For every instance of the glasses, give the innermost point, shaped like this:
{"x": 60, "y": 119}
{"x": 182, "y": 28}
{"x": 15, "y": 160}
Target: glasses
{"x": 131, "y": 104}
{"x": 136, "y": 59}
○ ○ ○ ○ ○
= Task brief =
Retype the entries above without changing a single character.

= Full answer =
For every instance of the glasses, give the innermost point, shaped like this:
{"x": 60, "y": 119}
{"x": 182, "y": 28}
{"x": 15, "y": 160}
Target: glasses
{"x": 131, "y": 104}
{"x": 136, "y": 59}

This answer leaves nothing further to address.